_What is required_: Count the lines in the items below that contain the string "blurred" (case-sensitive). Reply with the number alone.

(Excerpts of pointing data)
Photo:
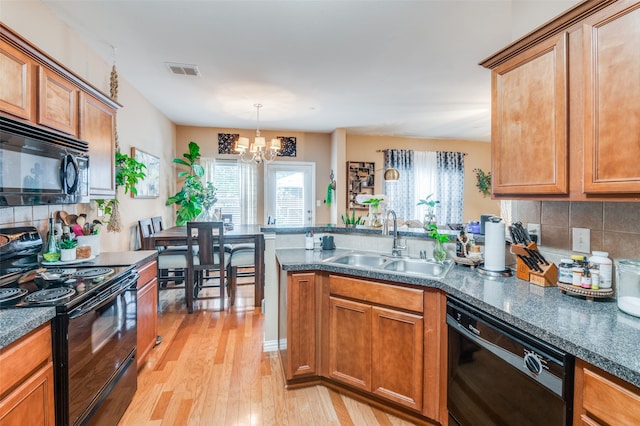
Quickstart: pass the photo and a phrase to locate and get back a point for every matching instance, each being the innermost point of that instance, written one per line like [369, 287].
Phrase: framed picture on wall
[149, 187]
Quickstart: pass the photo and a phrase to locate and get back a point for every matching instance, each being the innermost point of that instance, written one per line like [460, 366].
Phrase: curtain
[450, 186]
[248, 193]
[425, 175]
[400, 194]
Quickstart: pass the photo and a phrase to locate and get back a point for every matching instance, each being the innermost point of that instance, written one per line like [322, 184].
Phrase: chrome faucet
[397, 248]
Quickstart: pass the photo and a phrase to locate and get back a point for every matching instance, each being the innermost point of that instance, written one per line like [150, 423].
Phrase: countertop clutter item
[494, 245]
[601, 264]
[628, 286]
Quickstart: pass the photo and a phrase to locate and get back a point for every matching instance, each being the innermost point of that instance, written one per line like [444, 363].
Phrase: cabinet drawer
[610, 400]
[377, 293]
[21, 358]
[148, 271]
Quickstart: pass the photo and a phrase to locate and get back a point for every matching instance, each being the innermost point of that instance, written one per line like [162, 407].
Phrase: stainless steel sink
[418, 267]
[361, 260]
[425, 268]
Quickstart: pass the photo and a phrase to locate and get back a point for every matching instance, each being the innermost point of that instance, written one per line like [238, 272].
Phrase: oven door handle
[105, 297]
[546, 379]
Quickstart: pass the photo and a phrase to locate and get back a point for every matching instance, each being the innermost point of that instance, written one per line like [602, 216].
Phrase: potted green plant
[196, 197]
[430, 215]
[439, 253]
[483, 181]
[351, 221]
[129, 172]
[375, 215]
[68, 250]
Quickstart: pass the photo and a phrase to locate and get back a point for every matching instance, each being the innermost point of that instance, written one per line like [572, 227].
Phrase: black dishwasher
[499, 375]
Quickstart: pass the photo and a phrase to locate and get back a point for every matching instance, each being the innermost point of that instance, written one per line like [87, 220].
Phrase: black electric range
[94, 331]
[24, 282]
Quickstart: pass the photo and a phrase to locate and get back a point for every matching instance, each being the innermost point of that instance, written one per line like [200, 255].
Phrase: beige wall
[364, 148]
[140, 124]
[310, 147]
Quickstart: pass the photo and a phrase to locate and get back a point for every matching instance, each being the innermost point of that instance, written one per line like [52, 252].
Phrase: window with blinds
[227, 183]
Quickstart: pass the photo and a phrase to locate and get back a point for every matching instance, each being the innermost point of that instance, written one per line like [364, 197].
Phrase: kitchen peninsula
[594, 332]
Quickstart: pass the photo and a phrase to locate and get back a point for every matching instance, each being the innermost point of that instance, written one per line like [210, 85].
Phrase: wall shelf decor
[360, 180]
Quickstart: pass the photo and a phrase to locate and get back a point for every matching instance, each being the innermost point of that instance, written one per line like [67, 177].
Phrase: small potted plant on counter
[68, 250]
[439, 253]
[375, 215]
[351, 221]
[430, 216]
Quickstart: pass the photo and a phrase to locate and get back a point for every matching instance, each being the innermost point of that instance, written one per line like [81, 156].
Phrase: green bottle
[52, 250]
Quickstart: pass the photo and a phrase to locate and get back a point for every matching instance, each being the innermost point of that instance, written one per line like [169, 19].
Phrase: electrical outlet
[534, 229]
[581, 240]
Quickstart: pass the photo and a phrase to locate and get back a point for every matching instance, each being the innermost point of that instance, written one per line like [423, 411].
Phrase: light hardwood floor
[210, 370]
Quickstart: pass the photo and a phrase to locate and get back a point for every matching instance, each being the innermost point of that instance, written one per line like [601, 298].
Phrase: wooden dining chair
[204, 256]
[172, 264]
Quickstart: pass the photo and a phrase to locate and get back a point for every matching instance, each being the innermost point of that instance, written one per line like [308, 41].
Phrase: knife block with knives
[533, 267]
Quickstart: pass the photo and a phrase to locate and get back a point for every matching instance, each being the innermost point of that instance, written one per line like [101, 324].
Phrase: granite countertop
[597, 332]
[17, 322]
* * *
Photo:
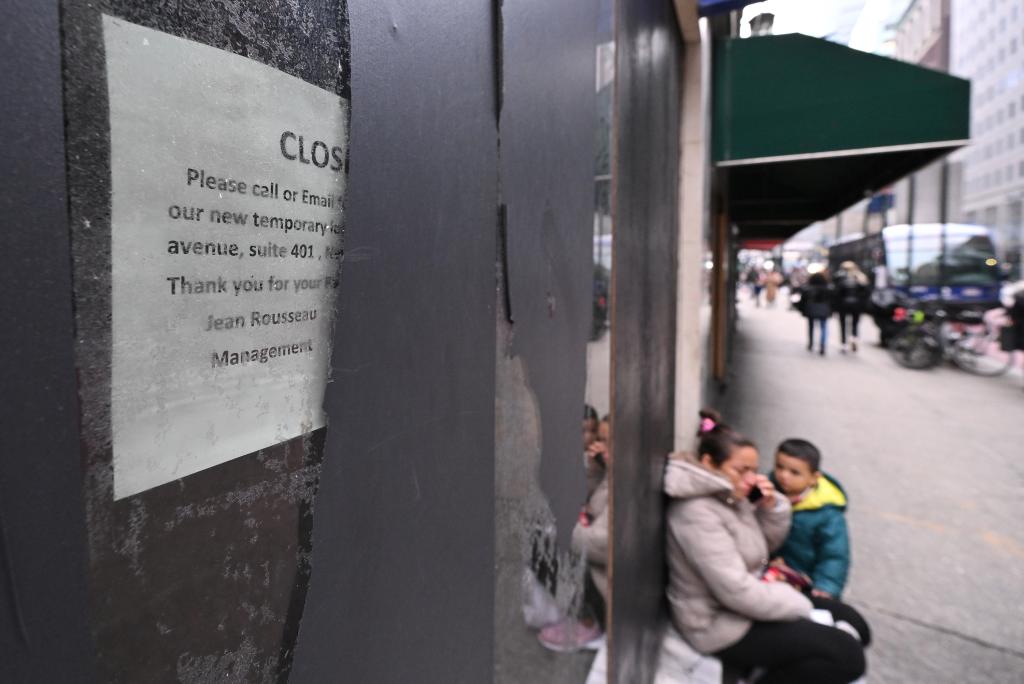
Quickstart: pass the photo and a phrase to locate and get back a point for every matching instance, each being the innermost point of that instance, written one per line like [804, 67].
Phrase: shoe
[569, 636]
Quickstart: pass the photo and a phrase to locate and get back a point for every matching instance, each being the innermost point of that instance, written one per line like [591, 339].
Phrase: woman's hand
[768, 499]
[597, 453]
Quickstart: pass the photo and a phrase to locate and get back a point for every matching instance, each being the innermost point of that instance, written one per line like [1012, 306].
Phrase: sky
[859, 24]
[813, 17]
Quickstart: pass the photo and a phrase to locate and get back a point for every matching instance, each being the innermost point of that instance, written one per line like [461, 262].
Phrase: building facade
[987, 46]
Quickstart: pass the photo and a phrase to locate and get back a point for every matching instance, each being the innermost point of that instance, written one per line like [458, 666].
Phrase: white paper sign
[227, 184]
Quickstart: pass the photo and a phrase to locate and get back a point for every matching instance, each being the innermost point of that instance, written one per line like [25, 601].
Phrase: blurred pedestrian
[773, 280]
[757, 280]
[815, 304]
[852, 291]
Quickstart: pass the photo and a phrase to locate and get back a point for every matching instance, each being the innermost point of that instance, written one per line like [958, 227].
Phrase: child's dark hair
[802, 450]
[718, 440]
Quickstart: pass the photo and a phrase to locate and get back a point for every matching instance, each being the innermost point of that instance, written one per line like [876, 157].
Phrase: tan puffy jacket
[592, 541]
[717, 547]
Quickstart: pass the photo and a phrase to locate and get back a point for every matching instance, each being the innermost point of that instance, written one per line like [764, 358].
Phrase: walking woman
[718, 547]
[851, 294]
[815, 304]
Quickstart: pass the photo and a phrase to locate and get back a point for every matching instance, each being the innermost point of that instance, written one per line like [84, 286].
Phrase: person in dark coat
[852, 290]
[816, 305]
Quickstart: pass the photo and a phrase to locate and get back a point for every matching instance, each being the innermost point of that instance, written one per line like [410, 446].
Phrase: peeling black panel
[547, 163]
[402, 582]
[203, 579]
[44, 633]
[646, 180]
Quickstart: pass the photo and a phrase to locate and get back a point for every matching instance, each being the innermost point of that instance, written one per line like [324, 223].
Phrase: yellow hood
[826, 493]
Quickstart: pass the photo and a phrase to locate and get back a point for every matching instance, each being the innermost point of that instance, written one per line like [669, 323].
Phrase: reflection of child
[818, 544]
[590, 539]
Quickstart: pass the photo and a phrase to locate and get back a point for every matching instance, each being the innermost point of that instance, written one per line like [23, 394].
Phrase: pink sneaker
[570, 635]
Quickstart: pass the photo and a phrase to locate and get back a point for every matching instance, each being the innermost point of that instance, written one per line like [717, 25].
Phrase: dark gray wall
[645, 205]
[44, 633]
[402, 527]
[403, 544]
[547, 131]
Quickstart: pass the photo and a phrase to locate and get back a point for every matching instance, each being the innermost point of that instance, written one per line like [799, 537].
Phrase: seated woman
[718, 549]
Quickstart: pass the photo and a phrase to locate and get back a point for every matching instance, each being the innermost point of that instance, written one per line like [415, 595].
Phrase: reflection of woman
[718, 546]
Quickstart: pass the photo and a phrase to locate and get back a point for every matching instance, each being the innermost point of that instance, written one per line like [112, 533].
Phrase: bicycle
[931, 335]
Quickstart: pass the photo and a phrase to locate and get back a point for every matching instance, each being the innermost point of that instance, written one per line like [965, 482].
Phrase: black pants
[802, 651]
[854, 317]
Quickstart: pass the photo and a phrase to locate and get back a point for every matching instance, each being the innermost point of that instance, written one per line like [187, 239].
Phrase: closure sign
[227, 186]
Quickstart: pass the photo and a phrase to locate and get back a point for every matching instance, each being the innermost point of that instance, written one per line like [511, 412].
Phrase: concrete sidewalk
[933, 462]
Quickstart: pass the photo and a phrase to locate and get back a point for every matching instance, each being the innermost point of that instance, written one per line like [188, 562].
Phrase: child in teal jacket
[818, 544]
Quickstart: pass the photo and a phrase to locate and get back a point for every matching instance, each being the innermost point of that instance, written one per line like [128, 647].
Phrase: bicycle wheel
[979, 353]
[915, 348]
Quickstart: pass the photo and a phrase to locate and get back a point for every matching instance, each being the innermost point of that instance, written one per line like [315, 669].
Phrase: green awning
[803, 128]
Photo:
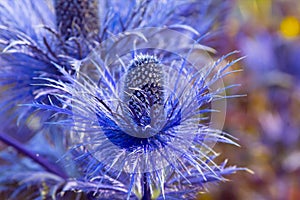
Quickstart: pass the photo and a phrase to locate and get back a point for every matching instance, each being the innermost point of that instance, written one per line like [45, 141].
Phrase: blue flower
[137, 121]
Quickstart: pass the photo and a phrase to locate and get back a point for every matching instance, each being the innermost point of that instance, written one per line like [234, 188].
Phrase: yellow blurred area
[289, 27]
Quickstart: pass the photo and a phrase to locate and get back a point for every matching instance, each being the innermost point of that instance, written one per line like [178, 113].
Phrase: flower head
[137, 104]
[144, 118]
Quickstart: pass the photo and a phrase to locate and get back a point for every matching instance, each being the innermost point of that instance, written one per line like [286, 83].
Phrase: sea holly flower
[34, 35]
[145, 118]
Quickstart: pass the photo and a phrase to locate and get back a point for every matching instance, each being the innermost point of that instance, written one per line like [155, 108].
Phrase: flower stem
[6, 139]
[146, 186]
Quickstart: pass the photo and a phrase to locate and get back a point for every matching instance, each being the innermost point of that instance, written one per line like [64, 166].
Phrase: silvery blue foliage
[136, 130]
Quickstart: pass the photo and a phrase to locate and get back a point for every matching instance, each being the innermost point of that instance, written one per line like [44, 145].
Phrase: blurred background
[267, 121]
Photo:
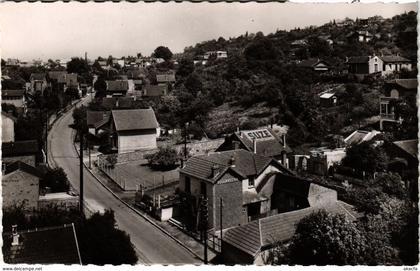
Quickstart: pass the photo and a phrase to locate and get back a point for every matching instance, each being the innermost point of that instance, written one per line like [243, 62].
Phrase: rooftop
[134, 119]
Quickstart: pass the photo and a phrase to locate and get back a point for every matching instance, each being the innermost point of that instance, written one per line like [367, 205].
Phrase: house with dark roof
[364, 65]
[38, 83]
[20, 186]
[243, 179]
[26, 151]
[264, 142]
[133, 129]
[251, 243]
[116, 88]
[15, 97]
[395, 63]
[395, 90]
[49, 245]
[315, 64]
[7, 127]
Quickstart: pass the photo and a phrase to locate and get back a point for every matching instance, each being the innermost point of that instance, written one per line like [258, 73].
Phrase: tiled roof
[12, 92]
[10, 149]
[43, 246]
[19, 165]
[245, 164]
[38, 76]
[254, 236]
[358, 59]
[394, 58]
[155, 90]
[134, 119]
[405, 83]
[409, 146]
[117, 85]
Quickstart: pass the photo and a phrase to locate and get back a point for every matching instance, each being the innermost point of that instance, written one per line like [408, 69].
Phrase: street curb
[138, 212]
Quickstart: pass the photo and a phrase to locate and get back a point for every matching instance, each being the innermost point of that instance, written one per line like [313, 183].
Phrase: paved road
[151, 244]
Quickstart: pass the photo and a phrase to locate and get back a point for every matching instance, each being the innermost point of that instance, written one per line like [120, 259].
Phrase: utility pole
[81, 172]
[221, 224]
...
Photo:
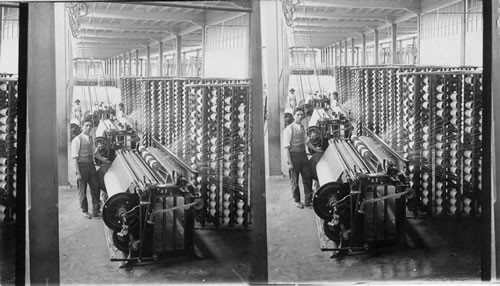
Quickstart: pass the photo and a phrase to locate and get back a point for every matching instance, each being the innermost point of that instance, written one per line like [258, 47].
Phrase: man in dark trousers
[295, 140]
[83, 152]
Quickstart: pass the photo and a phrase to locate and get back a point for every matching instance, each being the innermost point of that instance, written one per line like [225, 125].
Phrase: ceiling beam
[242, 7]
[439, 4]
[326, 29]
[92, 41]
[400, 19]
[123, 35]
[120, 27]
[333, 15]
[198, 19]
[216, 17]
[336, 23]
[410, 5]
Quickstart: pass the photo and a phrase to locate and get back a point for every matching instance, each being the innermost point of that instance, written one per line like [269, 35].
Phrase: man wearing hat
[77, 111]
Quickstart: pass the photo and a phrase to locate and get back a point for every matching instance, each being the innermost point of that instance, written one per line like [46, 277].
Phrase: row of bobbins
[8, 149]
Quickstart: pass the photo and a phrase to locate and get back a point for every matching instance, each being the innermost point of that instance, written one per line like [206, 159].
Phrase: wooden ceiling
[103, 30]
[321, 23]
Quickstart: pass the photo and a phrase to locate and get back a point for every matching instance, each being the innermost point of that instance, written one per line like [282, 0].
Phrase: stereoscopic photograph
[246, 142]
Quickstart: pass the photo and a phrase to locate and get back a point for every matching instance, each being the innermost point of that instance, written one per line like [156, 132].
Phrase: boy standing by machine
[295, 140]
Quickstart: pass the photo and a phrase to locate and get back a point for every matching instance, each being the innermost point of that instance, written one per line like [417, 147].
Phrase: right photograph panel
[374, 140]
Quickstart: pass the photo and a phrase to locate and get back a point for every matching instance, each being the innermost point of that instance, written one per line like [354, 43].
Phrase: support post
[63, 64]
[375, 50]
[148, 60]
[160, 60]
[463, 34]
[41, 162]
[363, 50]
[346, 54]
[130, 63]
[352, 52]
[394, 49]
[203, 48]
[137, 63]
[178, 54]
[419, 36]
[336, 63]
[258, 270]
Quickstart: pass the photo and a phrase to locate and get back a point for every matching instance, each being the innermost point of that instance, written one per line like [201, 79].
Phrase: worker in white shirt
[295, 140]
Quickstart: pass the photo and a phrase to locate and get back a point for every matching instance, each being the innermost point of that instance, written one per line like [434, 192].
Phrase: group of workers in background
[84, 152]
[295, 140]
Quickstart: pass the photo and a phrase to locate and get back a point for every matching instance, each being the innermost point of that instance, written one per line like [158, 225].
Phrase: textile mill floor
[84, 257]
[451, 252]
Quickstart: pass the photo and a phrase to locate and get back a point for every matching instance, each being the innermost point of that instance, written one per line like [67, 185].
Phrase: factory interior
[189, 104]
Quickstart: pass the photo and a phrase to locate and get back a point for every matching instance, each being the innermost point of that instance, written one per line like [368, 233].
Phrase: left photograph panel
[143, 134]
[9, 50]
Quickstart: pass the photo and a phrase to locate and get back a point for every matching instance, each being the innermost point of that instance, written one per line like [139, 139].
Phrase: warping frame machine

_Solution_: 3